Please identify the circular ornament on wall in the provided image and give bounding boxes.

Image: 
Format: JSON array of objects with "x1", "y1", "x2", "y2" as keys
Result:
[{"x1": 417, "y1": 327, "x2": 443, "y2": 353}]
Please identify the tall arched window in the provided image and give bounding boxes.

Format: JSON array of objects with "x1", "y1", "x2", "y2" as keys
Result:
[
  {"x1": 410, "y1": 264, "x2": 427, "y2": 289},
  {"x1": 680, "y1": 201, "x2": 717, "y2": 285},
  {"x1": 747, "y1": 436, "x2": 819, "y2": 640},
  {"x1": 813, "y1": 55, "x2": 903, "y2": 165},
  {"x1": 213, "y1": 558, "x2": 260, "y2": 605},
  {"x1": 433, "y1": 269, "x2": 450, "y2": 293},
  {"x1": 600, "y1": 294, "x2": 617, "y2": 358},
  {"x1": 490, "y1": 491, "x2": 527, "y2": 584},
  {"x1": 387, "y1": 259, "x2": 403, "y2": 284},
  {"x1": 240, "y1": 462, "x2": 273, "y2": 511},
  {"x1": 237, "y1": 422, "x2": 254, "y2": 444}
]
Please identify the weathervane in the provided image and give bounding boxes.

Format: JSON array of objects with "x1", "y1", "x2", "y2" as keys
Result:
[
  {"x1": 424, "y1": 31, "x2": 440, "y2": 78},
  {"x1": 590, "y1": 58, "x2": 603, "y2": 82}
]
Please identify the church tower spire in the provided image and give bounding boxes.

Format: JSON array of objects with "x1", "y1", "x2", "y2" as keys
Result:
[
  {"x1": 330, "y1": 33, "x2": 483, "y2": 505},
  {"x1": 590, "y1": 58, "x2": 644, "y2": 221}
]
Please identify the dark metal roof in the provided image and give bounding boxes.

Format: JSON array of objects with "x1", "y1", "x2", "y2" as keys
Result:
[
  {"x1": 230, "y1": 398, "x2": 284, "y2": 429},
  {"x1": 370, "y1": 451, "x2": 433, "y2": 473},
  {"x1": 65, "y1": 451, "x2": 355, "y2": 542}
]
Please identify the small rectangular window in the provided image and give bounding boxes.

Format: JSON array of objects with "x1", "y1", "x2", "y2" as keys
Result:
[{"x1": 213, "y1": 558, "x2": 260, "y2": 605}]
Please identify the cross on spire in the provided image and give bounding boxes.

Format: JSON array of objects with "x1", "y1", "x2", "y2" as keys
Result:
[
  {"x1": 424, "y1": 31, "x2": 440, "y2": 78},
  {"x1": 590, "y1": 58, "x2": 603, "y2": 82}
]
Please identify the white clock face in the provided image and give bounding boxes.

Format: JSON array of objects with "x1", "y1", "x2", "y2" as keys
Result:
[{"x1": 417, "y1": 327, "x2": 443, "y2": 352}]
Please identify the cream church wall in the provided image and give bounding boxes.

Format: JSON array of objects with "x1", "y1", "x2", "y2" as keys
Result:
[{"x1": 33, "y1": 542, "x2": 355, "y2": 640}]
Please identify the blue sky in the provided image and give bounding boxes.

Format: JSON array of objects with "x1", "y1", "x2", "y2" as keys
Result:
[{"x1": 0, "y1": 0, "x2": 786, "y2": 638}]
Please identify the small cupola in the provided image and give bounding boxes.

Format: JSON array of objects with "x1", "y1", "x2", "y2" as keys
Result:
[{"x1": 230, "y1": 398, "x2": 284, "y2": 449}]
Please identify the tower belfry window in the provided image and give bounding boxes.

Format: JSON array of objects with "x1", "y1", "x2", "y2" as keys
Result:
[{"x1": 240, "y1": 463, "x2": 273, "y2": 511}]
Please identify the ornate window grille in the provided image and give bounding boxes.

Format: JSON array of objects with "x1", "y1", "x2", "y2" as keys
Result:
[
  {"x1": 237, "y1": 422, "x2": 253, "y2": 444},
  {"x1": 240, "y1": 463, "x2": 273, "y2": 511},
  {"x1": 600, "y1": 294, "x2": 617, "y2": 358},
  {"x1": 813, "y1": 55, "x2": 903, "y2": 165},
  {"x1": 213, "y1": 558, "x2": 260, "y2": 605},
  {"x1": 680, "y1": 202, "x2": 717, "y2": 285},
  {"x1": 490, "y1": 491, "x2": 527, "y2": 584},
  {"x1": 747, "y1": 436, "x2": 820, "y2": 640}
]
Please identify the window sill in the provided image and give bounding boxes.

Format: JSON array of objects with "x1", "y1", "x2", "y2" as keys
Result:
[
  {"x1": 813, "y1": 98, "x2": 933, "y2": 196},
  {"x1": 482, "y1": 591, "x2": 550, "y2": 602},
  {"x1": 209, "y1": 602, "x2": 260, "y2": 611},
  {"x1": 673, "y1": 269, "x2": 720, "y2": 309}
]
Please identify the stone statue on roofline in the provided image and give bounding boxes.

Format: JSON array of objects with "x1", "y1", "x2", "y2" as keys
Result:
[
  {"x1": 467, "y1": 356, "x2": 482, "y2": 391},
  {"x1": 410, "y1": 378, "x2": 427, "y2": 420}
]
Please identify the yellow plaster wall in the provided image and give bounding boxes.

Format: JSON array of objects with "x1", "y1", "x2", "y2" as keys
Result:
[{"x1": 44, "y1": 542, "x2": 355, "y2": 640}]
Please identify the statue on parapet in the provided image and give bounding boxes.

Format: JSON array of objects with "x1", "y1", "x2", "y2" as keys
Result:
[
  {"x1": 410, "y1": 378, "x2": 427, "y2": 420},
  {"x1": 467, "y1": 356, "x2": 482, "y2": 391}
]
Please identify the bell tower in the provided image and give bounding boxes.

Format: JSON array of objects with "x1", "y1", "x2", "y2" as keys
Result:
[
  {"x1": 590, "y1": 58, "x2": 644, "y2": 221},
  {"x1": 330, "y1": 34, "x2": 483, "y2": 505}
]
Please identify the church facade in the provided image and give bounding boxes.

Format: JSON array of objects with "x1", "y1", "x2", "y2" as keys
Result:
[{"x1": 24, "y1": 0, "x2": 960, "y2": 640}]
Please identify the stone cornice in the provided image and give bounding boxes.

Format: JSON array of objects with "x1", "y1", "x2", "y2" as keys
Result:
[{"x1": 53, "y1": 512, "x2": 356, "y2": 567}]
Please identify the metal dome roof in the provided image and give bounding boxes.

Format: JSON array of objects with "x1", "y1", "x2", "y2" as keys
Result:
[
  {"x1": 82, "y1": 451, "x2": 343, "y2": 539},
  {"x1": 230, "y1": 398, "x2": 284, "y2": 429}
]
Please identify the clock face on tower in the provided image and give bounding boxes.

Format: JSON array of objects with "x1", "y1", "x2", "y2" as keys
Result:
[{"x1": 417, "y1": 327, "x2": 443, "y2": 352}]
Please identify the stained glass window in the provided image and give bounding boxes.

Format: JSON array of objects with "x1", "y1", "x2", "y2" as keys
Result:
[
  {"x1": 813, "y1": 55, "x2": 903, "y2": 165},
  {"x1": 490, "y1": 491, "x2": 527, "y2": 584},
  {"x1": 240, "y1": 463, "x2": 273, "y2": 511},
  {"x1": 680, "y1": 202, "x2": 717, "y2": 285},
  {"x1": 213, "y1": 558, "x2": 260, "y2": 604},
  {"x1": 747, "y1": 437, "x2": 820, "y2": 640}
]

—————

The request:
Could you copy out the records, character for character, from the line that contains "Please identify the stone cornice" through the end of the records?

Solution to this problem:
Please identify the stone cornice in the provided image and give bounding boxes.

Format: JSON array of objects with "x1", "y1", "x2", "y2" as keys
Result:
[{"x1": 53, "y1": 512, "x2": 356, "y2": 567}]
Please identify the metal dome roof in the provided image and give bounding boxes.

Format: JSON array of objects with "x1", "y1", "x2", "y2" as keys
Result:
[
  {"x1": 82, "y1": 451, "x2": 343, "y2": 539},
  {"x1": 230, "y1": 398, "x2": 284, "y2": 429}
]
Please identify the clock face on tower in the provided image and give bounding boxes.

Format: JSON array of objects with "x1", "y1", "x2", "y2" as keys
Result:
[{"x1": 417, "y1": 327, "x2": 443, "y2": 352}]
Please identify the stained glass window in the provided image and give bounding boxes.

Format: JSON array of objects with "x1", "y1", "x2", "y2" as keys
Result:
[
  {"x1": 813, "y1": 55, "x2": 903, "y2": 165},
  {"x1": 490, "y1": 491, "x2": 527, "y2": 584},
  {"x1": 240, "y1": 463, "x2": 273, "y2": 511},
  {"x1": 680, "y1": 202, "x2": 717, "y2": 285},
  {"x1": 213, "y1": 558, "x2": 260, "y2": 604},
  {"x1": 747, "y1": 437, "x2": 820, "y2": 640}
]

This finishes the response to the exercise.